■ TASK REQUIREMENTS ■
Only these lines of the data below are wanted: the one with "Target: roof gutter", the one with "Task: place a pin on each instance of the double-hung", and any lines between them, each repeated exactly.

[RECORDED DATA Boundary: Start]

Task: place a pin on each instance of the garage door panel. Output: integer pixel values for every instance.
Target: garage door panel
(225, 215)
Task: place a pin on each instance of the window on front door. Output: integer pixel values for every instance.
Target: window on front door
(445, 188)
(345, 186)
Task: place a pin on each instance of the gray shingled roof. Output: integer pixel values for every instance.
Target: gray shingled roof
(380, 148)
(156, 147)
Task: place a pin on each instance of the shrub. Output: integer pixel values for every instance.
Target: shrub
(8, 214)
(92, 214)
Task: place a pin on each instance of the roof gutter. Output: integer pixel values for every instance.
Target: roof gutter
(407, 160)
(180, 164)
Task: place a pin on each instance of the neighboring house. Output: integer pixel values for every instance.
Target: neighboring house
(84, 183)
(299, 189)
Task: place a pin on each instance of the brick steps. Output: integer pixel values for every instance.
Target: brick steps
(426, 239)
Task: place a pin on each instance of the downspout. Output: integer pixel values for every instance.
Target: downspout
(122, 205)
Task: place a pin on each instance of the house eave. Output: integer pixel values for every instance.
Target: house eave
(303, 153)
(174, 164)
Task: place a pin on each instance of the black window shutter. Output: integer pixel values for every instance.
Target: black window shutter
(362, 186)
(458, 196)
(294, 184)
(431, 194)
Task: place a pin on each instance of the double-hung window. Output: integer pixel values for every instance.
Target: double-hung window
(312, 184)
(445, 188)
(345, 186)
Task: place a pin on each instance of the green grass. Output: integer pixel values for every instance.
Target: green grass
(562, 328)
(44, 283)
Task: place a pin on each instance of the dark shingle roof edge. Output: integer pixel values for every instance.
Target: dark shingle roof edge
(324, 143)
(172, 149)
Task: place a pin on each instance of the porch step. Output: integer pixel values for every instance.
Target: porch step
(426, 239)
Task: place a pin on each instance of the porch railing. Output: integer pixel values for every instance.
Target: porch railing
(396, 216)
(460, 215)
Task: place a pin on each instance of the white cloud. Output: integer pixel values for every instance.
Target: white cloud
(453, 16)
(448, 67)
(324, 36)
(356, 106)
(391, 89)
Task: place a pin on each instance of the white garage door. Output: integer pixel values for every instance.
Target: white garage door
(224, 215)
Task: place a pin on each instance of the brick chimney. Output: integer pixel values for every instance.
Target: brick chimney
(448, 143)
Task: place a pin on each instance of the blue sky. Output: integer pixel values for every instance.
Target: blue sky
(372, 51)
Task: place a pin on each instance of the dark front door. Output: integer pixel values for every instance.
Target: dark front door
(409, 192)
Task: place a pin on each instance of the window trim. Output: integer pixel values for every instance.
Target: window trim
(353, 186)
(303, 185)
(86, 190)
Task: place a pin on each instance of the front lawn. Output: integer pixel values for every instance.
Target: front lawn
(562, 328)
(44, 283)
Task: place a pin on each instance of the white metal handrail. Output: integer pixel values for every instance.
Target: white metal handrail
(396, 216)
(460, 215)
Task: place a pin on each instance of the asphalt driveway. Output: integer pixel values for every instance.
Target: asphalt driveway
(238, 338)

[RECORDED DATA Boundary: End]

■ THE COMPLETED TASK ■
Target: roof gutter
(407, 160)
(180, 164)
Task: place a pin on each instance of the neighboring house. Output: integer pixel values for every instance.
Target: neighboring house
(84, 183)
(299, 189)
Task: place a pin on each instance of the brick steps. Output: integer pixel values for every instance.
Target: brick steps
(426, 239)
Task: place a pin on each instance of the downspout. Output: integer pixel values for every instance.
Target: downspout
(122, 205)
Task: place a pin on each instance of the house eave. Output: integer pixel values for every instance.
Target: house eave
(303, 153)
(174, 164)
Task: place a pin on each instance of the black window shutter. Output: integer pixel values for every instance.
Target: black window shutter
(362, 186)
(458, 196)
(294, 184)
(431, 194)
Task: place a pin on each instance of the double-hung window. Output: integer pixel values for every instance.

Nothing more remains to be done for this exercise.